**WHAT THE TASK REQUIRES:**
Word for word, reproduce each line of the data below, omitting every image.

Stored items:
######
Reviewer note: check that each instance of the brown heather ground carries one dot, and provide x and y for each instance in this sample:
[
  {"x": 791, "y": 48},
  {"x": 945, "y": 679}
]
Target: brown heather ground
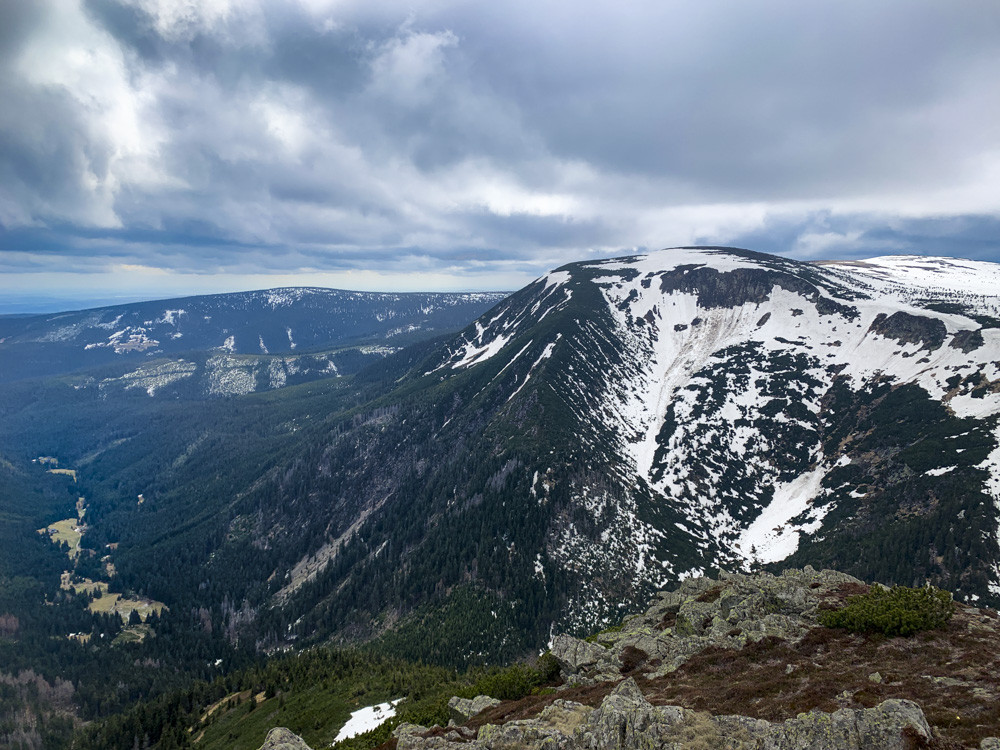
[{"x": 953, "y": 674}]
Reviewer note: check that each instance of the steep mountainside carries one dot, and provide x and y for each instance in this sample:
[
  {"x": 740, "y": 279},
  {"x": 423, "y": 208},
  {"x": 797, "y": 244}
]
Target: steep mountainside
[
  {"x": 620, "y": 424},
  {"x": 611, "y": 428},
  {"x": 273, "y": 321}
]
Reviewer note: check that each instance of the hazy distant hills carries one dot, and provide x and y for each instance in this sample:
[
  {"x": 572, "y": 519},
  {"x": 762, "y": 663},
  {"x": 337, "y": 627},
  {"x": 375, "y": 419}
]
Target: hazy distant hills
[
  {"x": 270, "y": 322},
  {"x": 611, "y": 428},
  {"x": 621, "y": 424}
]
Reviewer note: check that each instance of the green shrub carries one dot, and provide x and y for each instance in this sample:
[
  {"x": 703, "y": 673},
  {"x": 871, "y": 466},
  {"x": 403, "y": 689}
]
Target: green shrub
[{"x": 897, "y": 611}]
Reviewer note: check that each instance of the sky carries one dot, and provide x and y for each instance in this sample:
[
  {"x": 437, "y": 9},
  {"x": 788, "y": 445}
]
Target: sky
[{"x": 155, "y": 148}]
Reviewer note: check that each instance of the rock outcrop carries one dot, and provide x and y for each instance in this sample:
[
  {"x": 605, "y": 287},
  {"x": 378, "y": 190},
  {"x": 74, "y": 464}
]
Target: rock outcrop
[
  {"x": 280, "y": 738},
  {"x": 701, "y": 612},
  {"x": 625, "y": 720},
  {"x": 460, "y": 710}
]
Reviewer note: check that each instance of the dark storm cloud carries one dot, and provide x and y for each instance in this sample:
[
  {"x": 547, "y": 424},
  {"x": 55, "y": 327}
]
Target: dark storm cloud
[
  {"x": 824, "y": 236},
  {"x": 230, "y": 135}
]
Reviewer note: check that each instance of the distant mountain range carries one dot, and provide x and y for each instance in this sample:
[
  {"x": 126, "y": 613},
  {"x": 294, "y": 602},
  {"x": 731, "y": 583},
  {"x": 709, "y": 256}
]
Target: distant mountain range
[
  {"x": 270, "y": 322},
  {"x": 611, "y": 428},
  {"x": 621, "y": 424}
]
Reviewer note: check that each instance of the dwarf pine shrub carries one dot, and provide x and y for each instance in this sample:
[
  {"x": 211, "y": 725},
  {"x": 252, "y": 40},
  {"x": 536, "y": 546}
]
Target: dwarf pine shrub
[{"x": 900, "y": 610}]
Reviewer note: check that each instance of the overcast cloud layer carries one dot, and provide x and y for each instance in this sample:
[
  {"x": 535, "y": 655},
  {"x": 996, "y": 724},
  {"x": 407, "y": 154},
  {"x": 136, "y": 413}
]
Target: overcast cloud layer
[{"x": 177, "y": 144}]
######
**SOLUTION TO THE PROBLEM:**
Reviewer note: check that each instance of the brown heather ground carries one dot, and provide x and y for each instance in this sample:
[
  {"x": 791, "y": 48},
  {"x": 945, "y": 679}
]
Target: brown heather ground
[{"x": 953, "y": 674}]
Reviewer note: check that each instance of the steep mountainside carries one dot, and provide x and y for each instance in this sample:
[
  {"x": 740, "y": 279},
  {"x": 423, "y": 208},
  {"x": 797, "y": 244}
]
Target: steep mountainside
[
  {"x": 620, "y": 424},
  {"x": 611, "y": 428},
  {"x": 273, "y": 321}
]
Reviewer note: check that each instance of the hazy distant hills carries one dot, and provide x and y for each instance in this sample:
[
  {"x": 572, "y": 519},
  {"x": 762, "y": 663},
  {"x": 337, "y": 627},
  {"x": 375, "y": 419}
]
Target: hazy distant hills
[
  {"x": 270, "y": 322},
  {"x": 611, "y": 428},
  {"x": 621, "y": 424}
]
Reviewer note: check that each instance of the green shrub carries one dot, and provide x and y for each instance in this sample:
[
  {"x": 703, "y": 673},
  {"x": 871, "y": 466},
  {"x": 403, "y": 689}
]
Target: green shrub
[{"x": 897, "y": 611}]
Reviewer note: check that each instance of the sky carries one dot, and provide x and y for each instance in this sample:
[
  {"x": 437, "y": 9},
  {"x": 788, "y": 445}
]
Target: sky
[{"x": 155, "y": 148}]
Reviewer note: check that each instance of the rock outcrop carries one dot, and provide x and y for each instance in this sample:
[
  {"x": 605, "y": 287},
  {"x": 378, "y": 190},
  {"x": 74, "y": 464}
]
Target: rock outcrop
[
  {"x": 280, "y": 738},
  {"x": 701, "y": 612},
  {"x": 625, "y": 720},
  {"x": 460, "y": 710}
]
Reviewer note: check that each instance of the dark storm cloud carries one dot, and provide x and y for each instance in this sample:
[
  {"x": 547, "y": 424},
  {"x": 55, "y": 327}
]
Target: dark storm cloud
[
  {"x": 824, "y": 236},
  {"x": 230, "y": 135}
]
Reviewer note: check that each instance of the distant mountain range carries one dot, and provide x and y for each instance in this sample:
[
  {"x": 126, "y": 613},
  {"x": 294, "y": 602},
  {"x": 731, "y": 583},
  {"x": 709, "y": 256}
]
Target: distant mountain range
[
  {"x": 270, "y": 322},
  {"x": 611, "y": 428},
  {"x": 621, "y": 424}
]
Reviewer note: check that each instance of the dwarf pine shrub carries one dot, and provide x and y for each instance in this sample:
[
  {"x": 211, "y": 725},
  {"x": 252, "y": 40},
  {"x": 536, "y": 546}
]
Target: dwarf pine shrub
[{"x": 900, "y": 610}]
Reviewer note: check that each instance of the overcast cloud layer carries one dot, and provide x and y for each instance in this sample:
[
  {"x": 535, "y": 655},
  {"x": 996, "y": 724},
  {"x": 407, "y": 154},
  {"x": 136, "y": 413}
]
Target: overcast cloud layer
[{"x": 177, "y": 144}]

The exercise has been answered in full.